** Extract to read **
# Communion to Non-Christians



## saintjonny (Jan 27, 2009)

Ok, throughout Church history, people have taken this verse:



> Therefore whoever eats the bread or drinks the cup of the Lord in an unworthy manner, shall be guilty of the body and the blood of the Lord. (1 Cor. 11:27, NASB)



As a commandment that a person must be aware of forgiveness of sins and the cross and coming in a spirit of repentance in order to receive the Lord's Supper. As such churches throughout the years have barred non-Christians and even sometimes un-baptised or non-members. 

But the thing is this verse doesn't refer to that, but they refer to the spirit it is taken in the sense of not being greedy, not fighting to get the meal, but eating as a loving community where we put each other first. The context makes this clear as that is the issue Paul has been addressing with the Corinthians, and he goes on to say:



> So then, my brethren, when you come together to eat, wait for one another. If anyone is hungry, let him eat at home, so that you will not come together for judgment. The remaining matters I will arrange when I come. (33-34, NASB)

** Exercise directions **
In the forum thread on communion to non-Christians, echo the text from "As a commandment" up to and including "un-baptised or non-members.". The records have nothing to do with what you are asked to do here.

** Given information **
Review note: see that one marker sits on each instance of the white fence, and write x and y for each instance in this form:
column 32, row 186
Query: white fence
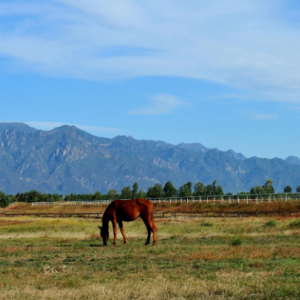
column 215, row 199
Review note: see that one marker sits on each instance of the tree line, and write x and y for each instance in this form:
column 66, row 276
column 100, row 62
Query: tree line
column 155, row 191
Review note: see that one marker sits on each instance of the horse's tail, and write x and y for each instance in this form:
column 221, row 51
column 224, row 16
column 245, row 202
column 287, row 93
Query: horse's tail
column 152, row 219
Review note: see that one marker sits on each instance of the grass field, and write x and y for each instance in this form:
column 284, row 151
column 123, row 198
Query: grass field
column 212, row 258
column 161, row 207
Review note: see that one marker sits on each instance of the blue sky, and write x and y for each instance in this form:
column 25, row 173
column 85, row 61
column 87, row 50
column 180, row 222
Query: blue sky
column 225, row 74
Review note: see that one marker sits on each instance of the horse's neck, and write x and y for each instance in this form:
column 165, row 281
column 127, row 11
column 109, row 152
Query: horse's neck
column 105, row 220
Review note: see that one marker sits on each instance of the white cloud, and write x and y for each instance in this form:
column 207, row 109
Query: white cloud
column 161, row 104
column 246, row 44
column 91, row 129
column 261, row 116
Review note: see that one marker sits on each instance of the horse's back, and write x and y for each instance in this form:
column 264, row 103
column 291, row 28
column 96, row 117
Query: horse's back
column 133, row 207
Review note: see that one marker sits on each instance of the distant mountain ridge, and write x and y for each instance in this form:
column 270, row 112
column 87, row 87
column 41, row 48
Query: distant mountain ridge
column 293, row 160
column 67, row 159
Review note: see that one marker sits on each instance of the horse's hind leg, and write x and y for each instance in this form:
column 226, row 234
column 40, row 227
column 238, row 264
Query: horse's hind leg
column 122, row 231
column 149, row 222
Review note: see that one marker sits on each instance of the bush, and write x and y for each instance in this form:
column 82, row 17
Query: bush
column 237, row 241
column 295, row 224
column 206, row 224
column 270, row 223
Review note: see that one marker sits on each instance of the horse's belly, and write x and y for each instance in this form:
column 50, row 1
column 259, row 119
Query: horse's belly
column 129, row 217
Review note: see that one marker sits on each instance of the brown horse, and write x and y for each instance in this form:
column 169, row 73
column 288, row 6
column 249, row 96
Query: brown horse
column 127, row 210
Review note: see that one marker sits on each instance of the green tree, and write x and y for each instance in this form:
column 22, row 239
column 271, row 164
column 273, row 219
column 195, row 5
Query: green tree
column 257, row 190
column 135, row 189
column 170, row 190
column 199, row 189
column 112, row 194
column 288, row 189
column 126, row 193
column 5, row 200
column 141, row 193
column 268, row 186
column 155, row 191
column 185, row 190
column 97, row 196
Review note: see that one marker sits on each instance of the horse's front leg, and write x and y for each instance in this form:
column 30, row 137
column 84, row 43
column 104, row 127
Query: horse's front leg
column 122, row 231
column 115, row 231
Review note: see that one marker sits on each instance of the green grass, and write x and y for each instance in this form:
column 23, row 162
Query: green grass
column 270, row 223
column 64, row 258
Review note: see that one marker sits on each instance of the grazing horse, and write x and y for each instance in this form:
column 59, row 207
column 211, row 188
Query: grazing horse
column 127, row 210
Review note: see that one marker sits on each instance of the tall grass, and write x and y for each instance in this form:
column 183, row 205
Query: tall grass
column 64, row 258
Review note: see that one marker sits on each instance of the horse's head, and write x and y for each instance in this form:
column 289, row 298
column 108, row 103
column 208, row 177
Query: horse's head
column 104, row 233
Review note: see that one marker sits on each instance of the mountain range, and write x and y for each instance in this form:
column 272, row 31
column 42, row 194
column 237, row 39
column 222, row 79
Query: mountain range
column 69, row 160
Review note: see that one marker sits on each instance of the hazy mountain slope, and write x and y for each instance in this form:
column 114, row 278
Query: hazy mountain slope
column 67, row 159
column 293, row 160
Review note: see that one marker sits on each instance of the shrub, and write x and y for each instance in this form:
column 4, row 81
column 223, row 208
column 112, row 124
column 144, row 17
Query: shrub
column 295, row 224
column 237, row 241
column 206, row 224
column 270, row 223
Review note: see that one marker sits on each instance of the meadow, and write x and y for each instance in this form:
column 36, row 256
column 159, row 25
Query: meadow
column 201, row 258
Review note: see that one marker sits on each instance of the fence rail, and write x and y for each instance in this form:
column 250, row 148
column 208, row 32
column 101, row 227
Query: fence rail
column 215, row 199
column 167, row 214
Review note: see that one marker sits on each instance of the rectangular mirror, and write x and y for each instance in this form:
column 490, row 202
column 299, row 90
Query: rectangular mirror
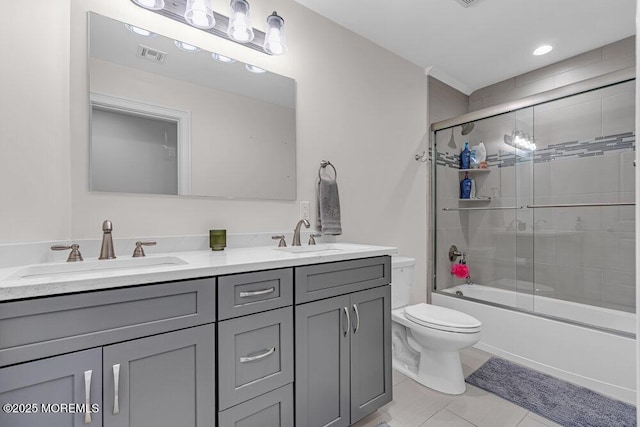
column 168, row 118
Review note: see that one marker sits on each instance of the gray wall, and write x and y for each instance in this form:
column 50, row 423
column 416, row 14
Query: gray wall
column 612, row 57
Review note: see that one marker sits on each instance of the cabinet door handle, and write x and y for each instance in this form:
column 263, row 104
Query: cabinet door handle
column 116, row 381
column 246, row 359
column 355, row 310
column 346, row 331
column 87, row 396
column 247, row 294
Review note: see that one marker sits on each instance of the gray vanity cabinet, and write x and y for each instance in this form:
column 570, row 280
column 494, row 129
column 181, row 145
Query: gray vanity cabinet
column 34, row 391
column 165, row 380
column 322, row 363
column 343, row 358
column 371, row 381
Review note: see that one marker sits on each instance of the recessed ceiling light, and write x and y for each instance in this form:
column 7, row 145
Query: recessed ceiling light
column 140, row 31
column 186, row 46
column 255, row 69
column 544, row 49
column 223, row 58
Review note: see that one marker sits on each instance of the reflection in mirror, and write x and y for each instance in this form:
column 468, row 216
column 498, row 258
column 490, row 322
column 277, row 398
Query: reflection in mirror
column 168, row 118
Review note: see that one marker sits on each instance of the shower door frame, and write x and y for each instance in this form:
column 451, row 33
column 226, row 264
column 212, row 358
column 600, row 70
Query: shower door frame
column 600, row 82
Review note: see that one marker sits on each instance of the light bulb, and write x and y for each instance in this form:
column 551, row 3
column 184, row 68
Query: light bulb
column 199, row 14
column 275, row 39
column 186, row 46
column 150, row 4
column 223, row 58
column 240, row 28
column 543, row 50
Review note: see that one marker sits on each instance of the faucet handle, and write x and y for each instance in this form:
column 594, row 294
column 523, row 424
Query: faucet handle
column 281, row 243
column 312, row 238
column 74, row 255
column 138, row 251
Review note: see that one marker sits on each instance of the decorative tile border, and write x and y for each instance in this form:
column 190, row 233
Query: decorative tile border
column 598, row 146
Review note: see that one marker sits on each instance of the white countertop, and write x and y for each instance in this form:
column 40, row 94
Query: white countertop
column 19, row 282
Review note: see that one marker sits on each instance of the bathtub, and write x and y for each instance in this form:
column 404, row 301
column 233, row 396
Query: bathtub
column 599, row 359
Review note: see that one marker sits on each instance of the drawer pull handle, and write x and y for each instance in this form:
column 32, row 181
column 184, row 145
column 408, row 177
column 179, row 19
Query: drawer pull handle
column 116, row 380
column 246, row 359
column 346, row 330
column 256, row 293
column 87, row 396
column 355, row 310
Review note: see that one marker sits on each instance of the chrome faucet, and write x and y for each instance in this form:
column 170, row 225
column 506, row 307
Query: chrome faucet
column 296, row 232
column 106, row 251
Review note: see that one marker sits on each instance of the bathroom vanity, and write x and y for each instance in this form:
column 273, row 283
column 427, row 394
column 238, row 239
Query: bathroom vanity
column 240, row 338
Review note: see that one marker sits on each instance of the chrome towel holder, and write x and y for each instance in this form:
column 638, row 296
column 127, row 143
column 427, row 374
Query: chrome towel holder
column 324, row 164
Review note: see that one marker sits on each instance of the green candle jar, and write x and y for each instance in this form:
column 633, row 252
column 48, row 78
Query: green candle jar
column 217, row 239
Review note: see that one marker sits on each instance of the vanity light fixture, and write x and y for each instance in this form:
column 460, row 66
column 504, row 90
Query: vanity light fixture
column 240, row 28
column 275, row 41
column 254, row 69
column 520, row 140
column 150, row 4
column 199, row 14
column 222, row 58
column 543, row 50
column 139, row 31
column 237, row 27
column 186, row 46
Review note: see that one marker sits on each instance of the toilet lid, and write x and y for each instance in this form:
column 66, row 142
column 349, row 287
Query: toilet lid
column 442, row 318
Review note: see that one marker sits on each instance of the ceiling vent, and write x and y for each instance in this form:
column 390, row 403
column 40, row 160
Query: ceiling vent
column 151, row 54
column 466, row 3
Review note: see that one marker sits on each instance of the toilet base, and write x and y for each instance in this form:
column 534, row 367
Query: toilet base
column 441, row 371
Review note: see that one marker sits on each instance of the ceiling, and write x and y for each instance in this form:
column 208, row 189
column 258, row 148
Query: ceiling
column 490, row 41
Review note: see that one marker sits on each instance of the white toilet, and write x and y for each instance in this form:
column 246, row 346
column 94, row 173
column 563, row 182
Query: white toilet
column 427, row 339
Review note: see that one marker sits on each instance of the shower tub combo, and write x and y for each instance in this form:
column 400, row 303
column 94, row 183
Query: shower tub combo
column 549, row 237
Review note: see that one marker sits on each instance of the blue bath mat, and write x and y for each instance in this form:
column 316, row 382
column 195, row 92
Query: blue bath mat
column 556, row 400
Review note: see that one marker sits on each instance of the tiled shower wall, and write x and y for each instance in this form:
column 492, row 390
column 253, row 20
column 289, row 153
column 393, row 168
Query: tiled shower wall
column 585, row 154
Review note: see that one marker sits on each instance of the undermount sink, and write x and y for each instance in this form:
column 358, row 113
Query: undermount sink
column 85, row 267
column 325, row 247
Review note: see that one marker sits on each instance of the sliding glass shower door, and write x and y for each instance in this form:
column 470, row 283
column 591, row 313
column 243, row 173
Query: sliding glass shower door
column 550, row 224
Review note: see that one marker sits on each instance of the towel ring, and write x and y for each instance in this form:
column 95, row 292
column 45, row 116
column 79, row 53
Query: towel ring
column 324, row 164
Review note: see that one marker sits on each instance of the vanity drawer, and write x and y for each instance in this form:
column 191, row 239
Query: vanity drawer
column 319, row 281
column 248, row 293
column 255, row 355
column 274, row 408
column 37, row 328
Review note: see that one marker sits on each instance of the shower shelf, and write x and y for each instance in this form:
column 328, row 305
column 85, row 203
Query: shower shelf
column 495, row 208
column 477, row 199
column 474, row 170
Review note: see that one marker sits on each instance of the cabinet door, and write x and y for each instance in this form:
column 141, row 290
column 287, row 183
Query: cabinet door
column 42, row 387
column 322, row 363
column 371, row 385
column 165, row 380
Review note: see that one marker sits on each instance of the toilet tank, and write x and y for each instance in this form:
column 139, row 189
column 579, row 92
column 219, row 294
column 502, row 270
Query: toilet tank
column 402, row 269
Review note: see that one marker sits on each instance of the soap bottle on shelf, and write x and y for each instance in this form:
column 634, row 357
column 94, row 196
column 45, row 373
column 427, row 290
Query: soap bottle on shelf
column 465, row 157
column 465, row 187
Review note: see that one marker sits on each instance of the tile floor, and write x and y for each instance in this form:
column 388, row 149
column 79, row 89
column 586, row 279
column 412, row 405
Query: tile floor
column 414, row 405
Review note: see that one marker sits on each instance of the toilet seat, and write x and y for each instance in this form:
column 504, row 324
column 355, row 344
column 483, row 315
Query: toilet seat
column 442, row 318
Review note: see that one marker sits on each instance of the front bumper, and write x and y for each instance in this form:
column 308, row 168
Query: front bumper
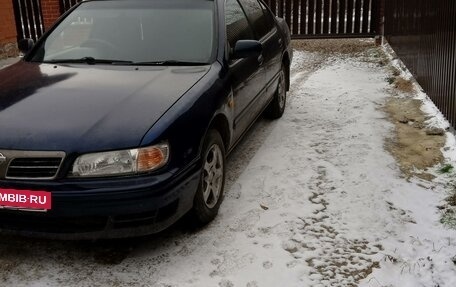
column 104, row 208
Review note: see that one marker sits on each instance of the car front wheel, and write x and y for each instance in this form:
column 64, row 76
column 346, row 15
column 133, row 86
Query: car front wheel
column 210, row 190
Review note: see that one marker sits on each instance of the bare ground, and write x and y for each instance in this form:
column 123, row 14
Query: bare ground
column 415, row 146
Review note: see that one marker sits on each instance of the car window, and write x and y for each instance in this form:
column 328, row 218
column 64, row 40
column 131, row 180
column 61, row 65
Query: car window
column 256, row 17
column 136, row 31
column 237, row 26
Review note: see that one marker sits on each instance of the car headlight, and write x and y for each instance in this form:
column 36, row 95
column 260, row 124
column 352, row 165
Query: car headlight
column 122, row 162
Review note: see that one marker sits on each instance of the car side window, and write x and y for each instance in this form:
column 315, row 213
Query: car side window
column 256, row 17
column 237, row 26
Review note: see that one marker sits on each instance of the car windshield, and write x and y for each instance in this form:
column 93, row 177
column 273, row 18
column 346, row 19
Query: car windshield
column 132, row 32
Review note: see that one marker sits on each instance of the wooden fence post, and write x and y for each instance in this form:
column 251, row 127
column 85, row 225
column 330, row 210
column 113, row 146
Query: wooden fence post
column 50, row 11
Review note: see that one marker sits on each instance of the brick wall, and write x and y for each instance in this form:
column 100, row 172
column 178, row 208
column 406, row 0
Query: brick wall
column 51, row 12
column 8, row 34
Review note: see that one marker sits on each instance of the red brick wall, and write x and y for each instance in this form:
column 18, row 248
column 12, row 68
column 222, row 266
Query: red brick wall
column 51, row 12
column 8, row 32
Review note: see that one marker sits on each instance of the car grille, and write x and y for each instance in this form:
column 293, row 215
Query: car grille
column 34, row 168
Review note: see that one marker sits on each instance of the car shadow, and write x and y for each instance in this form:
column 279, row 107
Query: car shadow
column 16, row 250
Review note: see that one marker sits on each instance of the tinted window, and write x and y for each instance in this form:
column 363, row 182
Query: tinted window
column 138, row 31
column 237, row 26
column 257, row 18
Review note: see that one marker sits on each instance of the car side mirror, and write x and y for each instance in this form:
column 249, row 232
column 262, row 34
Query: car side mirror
column 25, row 45
column 246, row 49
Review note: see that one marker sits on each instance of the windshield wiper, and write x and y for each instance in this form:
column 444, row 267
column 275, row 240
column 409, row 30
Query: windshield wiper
column 169, row 63
column 88, row 60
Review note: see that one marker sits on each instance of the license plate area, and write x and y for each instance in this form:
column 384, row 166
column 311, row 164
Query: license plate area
column 25, row 200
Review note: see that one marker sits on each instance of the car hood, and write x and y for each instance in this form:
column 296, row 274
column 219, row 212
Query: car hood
column 83, row 108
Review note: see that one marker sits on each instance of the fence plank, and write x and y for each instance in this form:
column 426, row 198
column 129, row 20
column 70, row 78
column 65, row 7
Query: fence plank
column 318, row 17
column 326, row 9
column 365, row 26
column 311, row 21
column 350, row 8
column 296, row 19
column 334, row 14
column 357, row 16
column 342, row 15
column 303, row 14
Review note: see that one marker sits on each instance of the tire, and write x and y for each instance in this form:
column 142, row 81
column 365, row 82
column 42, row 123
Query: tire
column 209, row 195
column 276, row 107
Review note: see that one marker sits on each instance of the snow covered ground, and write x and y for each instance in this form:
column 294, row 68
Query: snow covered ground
column 312, row 199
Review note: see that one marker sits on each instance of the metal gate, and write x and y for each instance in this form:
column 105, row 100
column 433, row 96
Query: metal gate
column 29, row 20
column 329, row 18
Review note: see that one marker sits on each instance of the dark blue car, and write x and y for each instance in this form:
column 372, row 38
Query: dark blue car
column 117, row 122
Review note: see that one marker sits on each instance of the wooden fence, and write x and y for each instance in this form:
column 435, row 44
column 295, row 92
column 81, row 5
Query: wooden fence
column 329, row 18
column 29, row 20
column 319, row 18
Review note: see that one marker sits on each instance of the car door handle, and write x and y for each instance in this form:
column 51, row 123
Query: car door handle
column 260, row 60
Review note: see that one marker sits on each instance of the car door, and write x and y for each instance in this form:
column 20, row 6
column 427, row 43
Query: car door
column 247, row 75
column 265, row 29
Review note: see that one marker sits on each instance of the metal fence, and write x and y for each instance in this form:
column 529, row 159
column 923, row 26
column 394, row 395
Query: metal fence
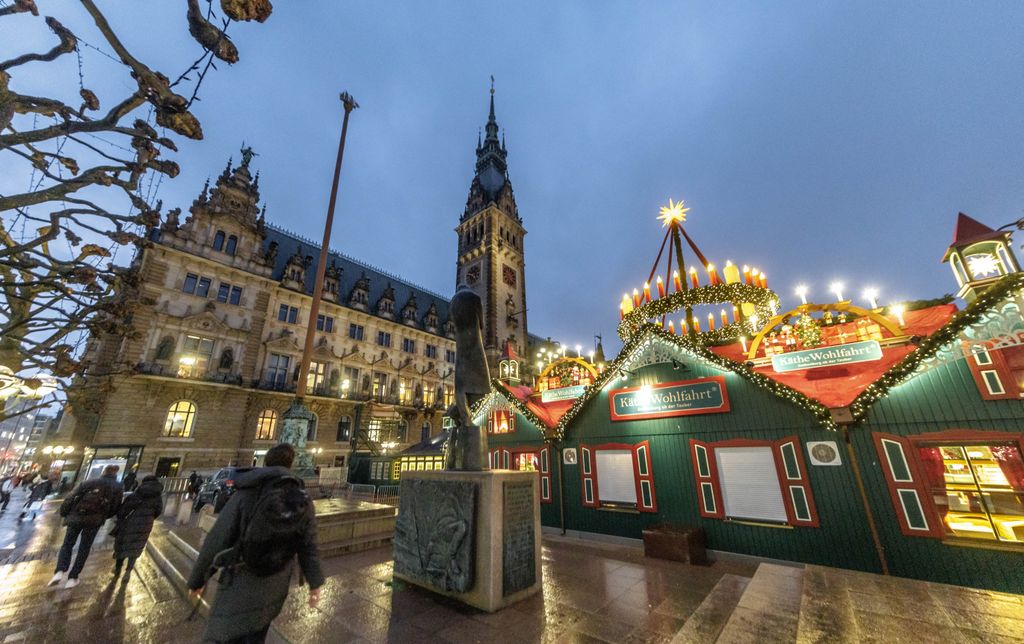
column 387, row 495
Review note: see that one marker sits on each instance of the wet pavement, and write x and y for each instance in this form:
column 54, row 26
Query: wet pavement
column 592, row 592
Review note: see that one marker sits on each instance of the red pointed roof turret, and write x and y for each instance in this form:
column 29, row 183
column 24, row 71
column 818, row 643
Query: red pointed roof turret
column 969, row 230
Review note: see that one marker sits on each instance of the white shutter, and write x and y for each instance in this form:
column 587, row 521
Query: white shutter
column 750, row 483
column 615, row 482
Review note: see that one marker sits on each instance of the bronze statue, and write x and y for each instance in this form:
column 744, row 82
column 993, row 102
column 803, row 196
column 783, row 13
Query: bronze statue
column 467, row 448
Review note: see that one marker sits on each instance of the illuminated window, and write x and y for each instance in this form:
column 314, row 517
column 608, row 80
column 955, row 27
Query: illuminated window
column 266, row 424
column 180, row 418
column 316, row 377
column 195, row 357
column 978, row 490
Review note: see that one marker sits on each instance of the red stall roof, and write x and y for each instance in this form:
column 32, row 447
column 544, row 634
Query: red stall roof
column 838, row 386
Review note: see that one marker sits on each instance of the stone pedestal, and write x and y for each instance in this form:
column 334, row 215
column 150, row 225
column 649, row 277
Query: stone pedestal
column 474, row 537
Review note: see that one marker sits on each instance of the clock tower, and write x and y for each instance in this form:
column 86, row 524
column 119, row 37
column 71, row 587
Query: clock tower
column 491, row 247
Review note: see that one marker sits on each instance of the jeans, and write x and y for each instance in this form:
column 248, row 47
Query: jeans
column 72, row 535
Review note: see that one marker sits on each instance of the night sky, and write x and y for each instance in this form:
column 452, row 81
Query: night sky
column 815, row 140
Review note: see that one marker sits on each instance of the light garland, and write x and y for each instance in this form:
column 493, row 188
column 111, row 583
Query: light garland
column 764, row 300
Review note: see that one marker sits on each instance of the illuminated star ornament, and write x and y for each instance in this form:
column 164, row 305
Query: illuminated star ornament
column 673, row 213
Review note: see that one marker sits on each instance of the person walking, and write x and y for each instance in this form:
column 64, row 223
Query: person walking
column 38, row 492
column 264, row 525
column 6, row 488
column 84, row 511
column 135, row 518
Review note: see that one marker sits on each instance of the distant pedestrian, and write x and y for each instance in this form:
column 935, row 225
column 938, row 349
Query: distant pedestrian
column 130, row 481
column 6, row 488
column 266, row 522
column 38, row 492
column 135, row 518
column 195, row 480
column 84, row 512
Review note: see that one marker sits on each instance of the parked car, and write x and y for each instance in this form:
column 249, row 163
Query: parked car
column 218, row 488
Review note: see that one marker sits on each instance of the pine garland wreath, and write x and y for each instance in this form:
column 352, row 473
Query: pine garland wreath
column 764, row 300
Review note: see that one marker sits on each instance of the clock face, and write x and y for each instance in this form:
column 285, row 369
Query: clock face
column 508, row 274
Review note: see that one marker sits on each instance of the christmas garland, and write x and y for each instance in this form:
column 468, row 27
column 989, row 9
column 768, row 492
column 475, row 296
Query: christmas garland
column 930, row 345
column 764, row 300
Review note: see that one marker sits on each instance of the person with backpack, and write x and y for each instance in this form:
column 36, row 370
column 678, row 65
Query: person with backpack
column 135, row 518
column 266, row 523
column 84, row 512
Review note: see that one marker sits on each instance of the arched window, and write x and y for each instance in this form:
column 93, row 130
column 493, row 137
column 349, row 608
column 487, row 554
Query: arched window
column 266, row 424
column 311, row 433
column 180, row 418
column 344, row 429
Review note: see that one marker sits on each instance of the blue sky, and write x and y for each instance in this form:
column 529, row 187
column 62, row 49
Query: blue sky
column 816, row 140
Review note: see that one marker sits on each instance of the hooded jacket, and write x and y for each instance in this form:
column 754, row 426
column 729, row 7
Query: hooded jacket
column 245, row 603
column 135, row 518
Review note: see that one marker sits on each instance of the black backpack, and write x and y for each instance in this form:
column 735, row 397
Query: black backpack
column 94, row 502
column 276, row 526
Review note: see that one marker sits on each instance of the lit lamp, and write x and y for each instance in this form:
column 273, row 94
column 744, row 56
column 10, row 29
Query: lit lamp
column 871, row 295
column 837, row 288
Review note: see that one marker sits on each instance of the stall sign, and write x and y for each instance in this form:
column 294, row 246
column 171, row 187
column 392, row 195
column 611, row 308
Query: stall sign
column 865, row 351
column 707, row 395
column 564, row 393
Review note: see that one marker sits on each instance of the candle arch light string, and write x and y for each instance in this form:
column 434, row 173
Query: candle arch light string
column 750, row 298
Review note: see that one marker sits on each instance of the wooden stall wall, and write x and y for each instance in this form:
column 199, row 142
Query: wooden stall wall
column 843, row 538
column 939, row 400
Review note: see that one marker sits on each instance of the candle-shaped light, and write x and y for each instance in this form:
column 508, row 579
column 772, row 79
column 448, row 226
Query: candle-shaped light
column 898, row 310
column 802, row 292
column 712, row 274
column 731, row 272
column 837, row 289
column 871, row 295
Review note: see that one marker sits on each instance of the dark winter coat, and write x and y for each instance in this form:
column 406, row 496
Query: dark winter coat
column 135, row 518
column 246, row 603
column 115, row 494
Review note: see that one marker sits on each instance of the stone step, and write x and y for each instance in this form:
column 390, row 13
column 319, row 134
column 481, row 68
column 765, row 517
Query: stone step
column 825, row 611
column 711, row 616
column 769, row 607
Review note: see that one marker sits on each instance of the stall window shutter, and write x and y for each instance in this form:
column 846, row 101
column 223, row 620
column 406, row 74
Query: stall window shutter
column 545, row 475
column 706, row 477
column 906, row 486
column 795, row 483
column 588, row 475
column 646, row 501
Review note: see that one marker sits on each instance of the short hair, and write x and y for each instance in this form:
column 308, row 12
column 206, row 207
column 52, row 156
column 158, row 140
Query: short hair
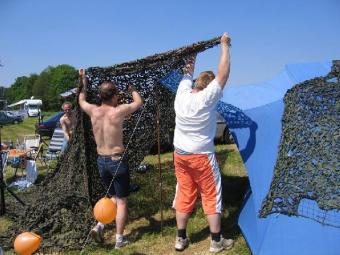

** The solution **
As a commandment that a person must be aware of forgiveness of sins and the cross and coming in a spirit of repentance in order to receive the Lord's Supper. As such churches throughout the years have barred non-Christians and even sometimes un-baptised or non-members.